--- Do this ---
Reproduce the passage on Antonio Rüdiger word for word, in full.

--- Document section ---
--
Antonio Rüdiger (born 3 March 1993) is a German professional footballer who plays as a centre-back for La Liga club Real Madrid and the Germany national team.

Rüdiger began his career at VfB Stuttgart, representing their reserves in 3. Liga and the first team in the Bundesliga. In 2015 he joined Roma, initially on loan and a year later for a €9 million fee. He was signed by Chelsea in 2017 for an estimated £27 million, where he won the FA Cup in his first season, followed by the UEFA Europa League in his second season, and the UEFA Champions League in 2021. In 2022, Rüdiger signed for European champions Real Madrid.

He made his international debut for Germany in May 2014. He was forced to miss UEFA Euro 2016 due to an injury suffered earlier in the season but he was part of the squad that won the 2017 FIFA Confederations Cup. He kept his spot in the squad for the 2018 World Cup, and later also took part at UEFA Euro 2020 and the 2022 World Cup.

Club career

VfB Stuttgart

On 23 July 2011, Rüdiger made his debut for VfB Stuttgart II in the 3. Liga against Arminia Bielefeld. Subsequently on 29 January 2012, Rüdiger made his Bundesliga debut for VfB Stuttgart's first team in a home professional match against Borussia Mönchengladbach, he was replaced by Raphael Holzhauser in the 79th minute of a 3–0 defeat. 

The following year in April 2013, Rüdiger extended his contract with Stuttgart until June 2017. On 1 June, he played in the final of the DFB-Pokal in a match lost 3–2 against Bayern Munich. He finished his second season in the first team with 24 appearances, plus 4 appearances and 2 goals in the reserve team.

Rüdiger finished the 2013–14 season with 35 appearances and 2 goals. He finished the following season with only 20 appearances and one assist due to various injuries.

Roma
On 19 August 2015, Serie A club Roma signed Rüdiger on loan from Stuttgart for €4 million. The clubs agreed on an optional €9 million transfer fee at the end of the one-year contract.
--
--- Information supplied ---
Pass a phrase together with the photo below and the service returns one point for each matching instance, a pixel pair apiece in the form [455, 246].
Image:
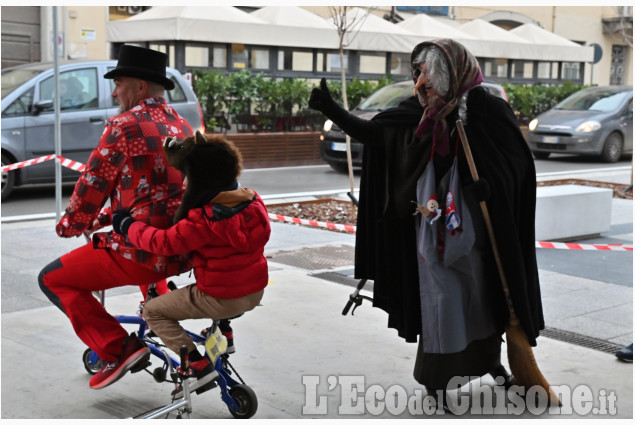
--
--- Output of the task ---
Antonio Rüdiger (born 3 March 1993) is a German professional footballer who plays as a centre-back for La Liga club Real Madrid and the Germany national team.

Rüdiger began his career at VfB Stuttgart, representing their reserves in 3. Liga and the first team in the Bundesliga. In 2015 he joined Roma, initially on loan and a year later for a €9 million fee. He was signed by Chelsea in 2017 for an estimated £27 million, where he won the FA Cup in his first season, followed by the UEFA Europa League in his second season, and the UEFA Champions League in 2021. In 2022, Rüdiger signed for European champions Real Madrid.

He made his international debut for Germany in May 2014. He was forced to miss UEFA Euro 2016 due to an injury suffered earlier in the season but he was part of the squad that won the 2017 FIFA Confederations Cup. He kept his spot in the squad for the 2018 World Cup, and later also took part at UEFA Euro 2020 and the 2022 World Cup.

Club career

VfB Stuttgart

On 23 July 2011, Rüdiger made his debut for VfB Stuttgart II in the 3. Liga against Arminia Bielefeld. Subsequently on 29 January 2012, Rüdiger made his Bundesliga debut for VfB Stuttgart's first team in a home professional match against Borussia Mönchengladbach, he was replaced by Raphael Holzhauser in the 79th minute of a 3–0 defeat. 

The following year in April 2013, Rüdiger extended his contract with Stuttgart until June 2017. On 1 June, he played in the final of the DFB-Pokal in a match lost 3–2 against Bayern Munich. He finished his second season in the first team with 24 appearances, plus 4 appearances and 2 goals in the reserve team.

Rüdiger finished the 2013–14 season with 35 appearances and 2 goals. He finished the following season with only 20 appearances and one assist due to various injuries.

Roma
On 19 August 2015, Serie A club Roma signed Rüdiger on loan from Stuttgart for €4 million. The clubs agreed on an optional €9 million transfer fee at the end of the one-year contract.